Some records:
* START *
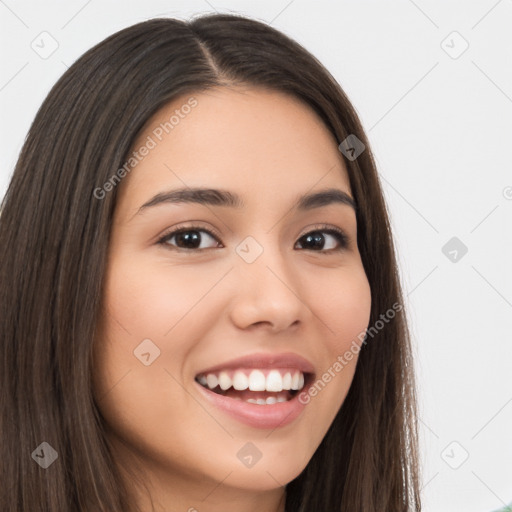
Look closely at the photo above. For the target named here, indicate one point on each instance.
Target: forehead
(265, 145)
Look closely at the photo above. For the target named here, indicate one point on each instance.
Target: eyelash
(339, 234)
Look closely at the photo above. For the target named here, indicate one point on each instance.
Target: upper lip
(263, 361)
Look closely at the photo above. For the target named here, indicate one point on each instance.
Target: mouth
(257, 386)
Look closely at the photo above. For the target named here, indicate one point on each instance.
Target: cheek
(344, 305)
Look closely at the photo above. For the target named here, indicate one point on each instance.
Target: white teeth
(274, 381)
(211, 380)
(295, 380)
(224, 381)
(269, 401)
(240, 381)
(257, 381)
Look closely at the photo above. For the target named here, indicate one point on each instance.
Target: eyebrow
(218, 197)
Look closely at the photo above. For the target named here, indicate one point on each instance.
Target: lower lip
(270, 416)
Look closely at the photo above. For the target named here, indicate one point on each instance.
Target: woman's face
(267, 280)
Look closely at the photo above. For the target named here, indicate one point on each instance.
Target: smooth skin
(202, 304)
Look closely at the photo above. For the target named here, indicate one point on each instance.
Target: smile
(256, 386)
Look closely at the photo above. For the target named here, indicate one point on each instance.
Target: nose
(267, 294)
* END *
**PROBLEM TO SOLVE:** Return all of the material above verbatim, line for line, and omit the pictures from your answer.

**SOLUTION TO THIS TASK:**
Look closely at the photo above. For the target named here, indicate one point on each instance.
Target: forehead
(265, 145)
Look closely at the photo above. For the target named here, indicate one point on each instance.
Target: eyelash
(339, 234)
Look closely at the photo above. For the target named here, indicate one point on each instance.
Target: upper lip
(263, 361)
Look closely at the photo above. For the target named here, indicate one point on each instance.
Target: mouth
(257, 386)
Look closely at the photo above. For the target named here, indicate one point on each instance.
Target: cheek
(344, 305)
Look closely at the photo above. For the target named here, indicate one point on each instance.
Target: white teeth
(274, 381)
(211, 380)
(295, 380)
(224, 381)
(269, 401)
(240, 381)
(257, 381)
Look closely at the photo above. For the target named here, indicate one point on each instance.
Target: eyebrow
(218, 197)
Look closely at the photo above. For the target named here, indicate one point on each instance.
Target: lower lip
(270, 416)
Look closely at the photo above. For the target named here, indicate one point on each instance.
Target: woman's face
(267, 280)
Look closely at the photo above. For the target named here, indicate one point on each instance.
Target: smooth skin
(202, 304)
Look closely at the photo above. For the target named here, indicate one point on each instance.
Target: smile
(256, 386)
Look closely at the photo above. For the target named here, indicate one point on each instance.
Target: nose
(267, 294)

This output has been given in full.